> [GIVEN DATA]:
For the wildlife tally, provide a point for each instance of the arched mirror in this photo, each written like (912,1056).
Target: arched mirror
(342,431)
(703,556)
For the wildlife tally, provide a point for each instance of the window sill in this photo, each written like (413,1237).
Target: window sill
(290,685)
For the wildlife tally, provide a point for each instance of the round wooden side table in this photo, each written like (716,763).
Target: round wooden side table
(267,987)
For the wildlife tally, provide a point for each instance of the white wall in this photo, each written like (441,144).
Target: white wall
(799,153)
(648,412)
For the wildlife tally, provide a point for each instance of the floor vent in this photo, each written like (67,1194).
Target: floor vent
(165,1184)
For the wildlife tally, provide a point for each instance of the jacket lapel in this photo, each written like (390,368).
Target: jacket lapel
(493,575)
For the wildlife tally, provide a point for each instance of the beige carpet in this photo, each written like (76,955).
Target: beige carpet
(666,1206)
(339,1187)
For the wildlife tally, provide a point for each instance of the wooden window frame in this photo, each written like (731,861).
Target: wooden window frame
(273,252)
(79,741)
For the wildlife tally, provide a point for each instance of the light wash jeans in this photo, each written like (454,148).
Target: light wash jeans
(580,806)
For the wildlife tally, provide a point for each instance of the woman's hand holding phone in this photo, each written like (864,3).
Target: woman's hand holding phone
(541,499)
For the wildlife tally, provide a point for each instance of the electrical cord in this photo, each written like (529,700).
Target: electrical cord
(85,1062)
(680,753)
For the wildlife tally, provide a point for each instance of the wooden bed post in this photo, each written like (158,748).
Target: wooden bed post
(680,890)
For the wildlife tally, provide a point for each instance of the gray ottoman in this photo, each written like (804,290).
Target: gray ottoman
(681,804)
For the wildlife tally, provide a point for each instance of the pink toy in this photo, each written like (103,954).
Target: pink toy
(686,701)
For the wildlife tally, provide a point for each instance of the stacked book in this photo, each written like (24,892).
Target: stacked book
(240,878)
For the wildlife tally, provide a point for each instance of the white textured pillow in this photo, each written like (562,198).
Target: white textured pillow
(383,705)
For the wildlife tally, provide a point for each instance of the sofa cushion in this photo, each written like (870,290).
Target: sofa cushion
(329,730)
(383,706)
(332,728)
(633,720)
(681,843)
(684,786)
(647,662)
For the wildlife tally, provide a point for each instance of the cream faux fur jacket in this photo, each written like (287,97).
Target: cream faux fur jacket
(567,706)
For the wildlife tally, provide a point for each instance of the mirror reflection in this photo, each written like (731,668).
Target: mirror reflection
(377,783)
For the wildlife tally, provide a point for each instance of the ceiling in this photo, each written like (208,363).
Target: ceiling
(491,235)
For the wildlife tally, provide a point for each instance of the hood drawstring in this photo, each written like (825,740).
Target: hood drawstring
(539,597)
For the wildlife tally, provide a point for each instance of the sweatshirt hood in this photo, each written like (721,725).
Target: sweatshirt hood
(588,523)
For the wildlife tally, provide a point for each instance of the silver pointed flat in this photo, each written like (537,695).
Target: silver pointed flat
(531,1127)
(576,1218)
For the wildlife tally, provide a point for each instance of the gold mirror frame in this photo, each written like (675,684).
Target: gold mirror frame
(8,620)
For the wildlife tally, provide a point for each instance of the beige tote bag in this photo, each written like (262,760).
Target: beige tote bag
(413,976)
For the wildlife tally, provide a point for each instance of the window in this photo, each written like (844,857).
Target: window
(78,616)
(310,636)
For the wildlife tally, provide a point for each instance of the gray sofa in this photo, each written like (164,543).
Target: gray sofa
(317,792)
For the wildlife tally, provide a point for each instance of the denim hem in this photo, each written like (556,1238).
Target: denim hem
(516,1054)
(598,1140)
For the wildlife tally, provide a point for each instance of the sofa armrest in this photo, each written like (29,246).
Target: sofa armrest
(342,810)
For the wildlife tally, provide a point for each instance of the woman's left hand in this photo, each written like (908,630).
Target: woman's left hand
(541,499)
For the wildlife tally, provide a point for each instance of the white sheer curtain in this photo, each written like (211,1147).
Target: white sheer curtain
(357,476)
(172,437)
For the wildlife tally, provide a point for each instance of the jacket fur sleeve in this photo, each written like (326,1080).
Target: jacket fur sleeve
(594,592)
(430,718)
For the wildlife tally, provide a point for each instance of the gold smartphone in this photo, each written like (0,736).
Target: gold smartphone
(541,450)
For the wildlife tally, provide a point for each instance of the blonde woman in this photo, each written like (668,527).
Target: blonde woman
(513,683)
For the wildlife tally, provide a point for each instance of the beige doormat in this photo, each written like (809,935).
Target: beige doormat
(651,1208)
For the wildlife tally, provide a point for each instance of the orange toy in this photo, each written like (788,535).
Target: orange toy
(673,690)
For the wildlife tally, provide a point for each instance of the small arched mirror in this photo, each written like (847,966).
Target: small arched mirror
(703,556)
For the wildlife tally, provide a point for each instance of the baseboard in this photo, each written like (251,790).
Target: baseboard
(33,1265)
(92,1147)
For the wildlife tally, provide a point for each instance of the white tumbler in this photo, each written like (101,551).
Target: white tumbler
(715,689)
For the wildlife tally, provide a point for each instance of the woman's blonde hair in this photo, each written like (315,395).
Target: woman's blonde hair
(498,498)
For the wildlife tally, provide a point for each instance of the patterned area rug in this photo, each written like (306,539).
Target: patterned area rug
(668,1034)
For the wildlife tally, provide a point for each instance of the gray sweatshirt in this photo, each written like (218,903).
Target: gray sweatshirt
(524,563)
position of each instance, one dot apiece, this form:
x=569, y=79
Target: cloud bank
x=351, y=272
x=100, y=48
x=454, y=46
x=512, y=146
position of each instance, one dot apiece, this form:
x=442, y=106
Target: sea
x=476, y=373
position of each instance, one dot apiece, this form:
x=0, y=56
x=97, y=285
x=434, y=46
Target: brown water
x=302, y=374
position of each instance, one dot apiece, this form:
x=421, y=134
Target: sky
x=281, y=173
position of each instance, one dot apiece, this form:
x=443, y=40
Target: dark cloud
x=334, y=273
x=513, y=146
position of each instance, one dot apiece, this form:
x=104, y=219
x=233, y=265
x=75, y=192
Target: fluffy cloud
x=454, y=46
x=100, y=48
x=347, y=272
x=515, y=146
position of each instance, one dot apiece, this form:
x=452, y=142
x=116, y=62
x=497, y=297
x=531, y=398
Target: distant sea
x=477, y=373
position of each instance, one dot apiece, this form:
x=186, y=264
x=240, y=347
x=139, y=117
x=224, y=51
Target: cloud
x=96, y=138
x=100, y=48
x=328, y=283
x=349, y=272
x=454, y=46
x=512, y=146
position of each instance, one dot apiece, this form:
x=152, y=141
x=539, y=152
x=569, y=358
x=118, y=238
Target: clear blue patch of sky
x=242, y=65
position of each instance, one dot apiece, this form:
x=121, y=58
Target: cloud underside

> [PROBLEM]: Repeat every entry exactly as written above.

> [RESPONSE]:
For the wildlife tally, provide a point for each instance of the arched mirror in this photo, each written like (912,1056).
Target: arched mirror
(342,431)
(703,556)
For the wildlife tally, provide a point for each instance of the window sill in this photo, each written like (413,1237).
Target: window sill
(290,685)
For the wildlife tally, provide a point for each instance of the round wooden side table in this photo, each written like (716,763).
Target: round wooden side table
(267,987)
For the wildlife tally, provide a point for each instance of the white wall in this photo, each written like (441,144).
Target: white wall
(799,153)
(648,412)
For the wildlife tally, provide a point for each instance of the floor vent in this photo, each written like (67,1194).
Target: floor vent
(165,1184)
For the wildlife tally, provide a point for each instance of the jacket lapel in this photo, each written like (390,368).
Target: jacket lapel
(493,575)
For the wildlife tally, provide a point for each instance of the beige carpet in this photo, each written like (76,955).
Target: beige carpet
(666,1206)
(339,1187)
For the wildlife tally, provide a point for each instance of the wooden window frame in this photo, each written like (731,861).
Target: wooden window frame
(273,252)
(79,741)
For the wildlife tally, provide a point for each instance of the light wash jeans in this photo, each written like (454,148).
Target: light wash jeans
(580,806)
For the wildlife tally, provide a point for each instance of the woman's hand holding phone in this photo, each written like (864,3).
Target: woman's hand holding phone
(541,499)
For the wildlife tally, provide a point for each instance of the electrical cord in this photo, each written like (529,700).
Target: electrical cord
(85,1062)
(680,753)
For the wildlife tally, provide a point for each instance of the wooden bed post in this photo, each written like (158,748).
Target: wooden bed post
(680,890)
For the wildlife tally, provide a point for each instance of the gray ottoman in this photo, each written like (804,290).
Target: gray ottoman
(681,804)
For the wildlife tally, provide a point for each instance of the pink toy in this photo, each written like (103,954).
Target: pink toy
(686,701)
For the wildlife tally, provide a point for each instance of the stacked book in this photo, each written like (24,892).
Target: stacked book
(240,878)
For the wildlife tally, provide a point for each instance of the white textured pillow in this photo, each written like (562,198).
Target: white textured pillow
(383,705)
For the wildlife tally, provide a point for each instance of the sofa cushion in this photo, each written like (870,290).
Target: sofa cushion
(329,730)
(383,706)
(332,728)
(633,720)
(681,843)
(684,786)
(647,662)
For the wildlife tally, provide a point for each instance of the cream faux fur jacket in this photo, each written like (287,97).
Target: cream faux fur jacket
(567,706)
For the wildlife tally, provide a point for each instance of the mirror reflection in this photo, each written like (731,668).
Target: mirror reflection
(377,783)
For the wildlife tally, provide a point for each instance of the ceiling in this photo, each written like (208,363).
Target: ceiling
(491,235)
For the wildlife tally, provide a point for each instance of the hood drawstring in this photo, each written like (825,740).
Target: hood drawstring
(539,597)
For the wildlife tally, provide a point for each instance of the sweatshirt hood in this photo, each written like (721,725).
Target: sweatshirt hood
(588,523)
For the wildlife tally, provide a point for each instance of the silver pointed flat in this photo, each written like (537,695).
Target: silver pointed flat
(531,1127)
(576,1218)
For the wildlife tally, provide a point for each instance of the gold mirror frame in this photo, each written like (675,684).
Target: gold mirror frame
(8,620)
For the wildlife tally, provide a point for each instance of the beige tote bag in this photo, each written like (262,760).
Target: beige tote bag
(413,976)
For the wildlife tally, provide a point for each instance of the window in this photo, each written like (844,857).
Target: window
(78,616)
(310,636)
For the wildlife tally, provide a point for each instance of the gray sofa in this photo, each written like (164,543).
Target: gray sofa
(317,792)
For the wildlife tally, provide a point for each instance of the denim hem in this photo, each written like (556,1238).
Target: denim hem
(516,1054)
(598,1140)
For the wildlife tally, provide a point for each instance of the sofa armrest in this photo, each written like (29,246).
Target: sofa armrest
(342,810)
For the wildlife tally, provide a point for each instance of the woman's left hand in this photo, each written like (908,630).
Target: woman's left hand
(541,499)
For the wildlife tally, provide a point for each instance of the white sheer curtain in this photo, each written like (211,1147).
Target: white sheer curtain
(357,476)
(172,437)
For the wildlife tally, provide a point for each instance of the jacket fur sleeve in this photo, each written like (326,1080).
Target: jacket fur sleeve
(594,592)
(430,718)
For the wildlife tally, provide a point for each instance of the gold smartphone in this photo, each written like (0,736).
Target: gold smartphone
(541,450)
For the wildlife tally, provide a point for each instance of the blonde woman in this photo, each written like (668,527).
Target: blonde woman
(513,683)
For the wildlife tally, provide a point for each instance of the beige doormat in this photo, each written like (809,935).
Target: beige doormat
(651,1208)
For the wildlife tally, provide a point for each instance of the orange toy in this photo, each written like (788,535).
Target: orange toy
(673,690)
For the wildlife tally, provide a point for each instance of the small arched mirror in this photo, each written like (847,966).
Target: small arched mirror
(703,556)
For the wildlife tally, provide a point for each instance of the baseboard in this photo, each written like (251,790).
Target: baseboard
(33,1265)
(92,1147)
For the wildlife tally, provide a point for each instance of the white tumbler in this photo, each written like (101,551).
Target: white tumbler
(715,689)
For the wildlife tally, provide a point for each instance of the woman's blonde hair in this photo, each written like (315,395).
Target: woman's blonde hair
(498,498)
For the wildlife tally, provide a point for each instance of the patterned area rug in this photo, each written like (306,539).
Target: patterned area rug
(668,1034)
For the wildlife tally, provide a point for each instance of the gray sweatshirt in this photo, each written like (218,903).
Target: gray sweatshirt
(524,563)
position of each instance, one dot apiece, this form:
x=569, y=79
Target: cloud bank
x=351, y=272
x=100, y=48
x=454, y=46
x=512, y=146
position of each instance, one dot apiece, this form:
x=442, y=106
Target: sea
x=476, y=373
position of each instance, one dot apiece, this form:
x=0, y=56
x=97, y=285
x=434, y=46
Target: brown water
x=302, y=374
position of each instance, one dot apiece, this form:
x=421, y=134
Target: sky
x=281, y=173
position of each instance, one dot apiece, this form:
x=443, y=40
Target: dark cloud
x=334, y=273
x=513, y=146
position of each instance, one dot apiece, this form:
x=104, y=219
x=233, y=265
x=75, y=192
Target: fluffy cloud
x=454, y=46
x=100, y=48
x=347, y=272
x=515, y=146
position of each instance, one dot apiece, this form:
x=452, y=142
x=116, y=62
x=497, y=297
x=531, y=398
Target: distant sea
x=477, y=373
position of each instance, one dot apiece, this form:
x=186, y=264
x=240, y=347
x=139, y=117
x=224, y=51
Target: cloud
x=96, y=138
x=100, y=48
x=328, y=283
x=349, y=272
x=454, y=46
x=512, y=146
position of each instance, one dot apiece, this form:
x=152, y=141
x=539, y=152
x=569, y=358
x=118, y=238
Target: clear blue patch of sky
x=242, y=65
position of each instance, one dot apiece, this form:
x=121, y=58
Target: cloud underside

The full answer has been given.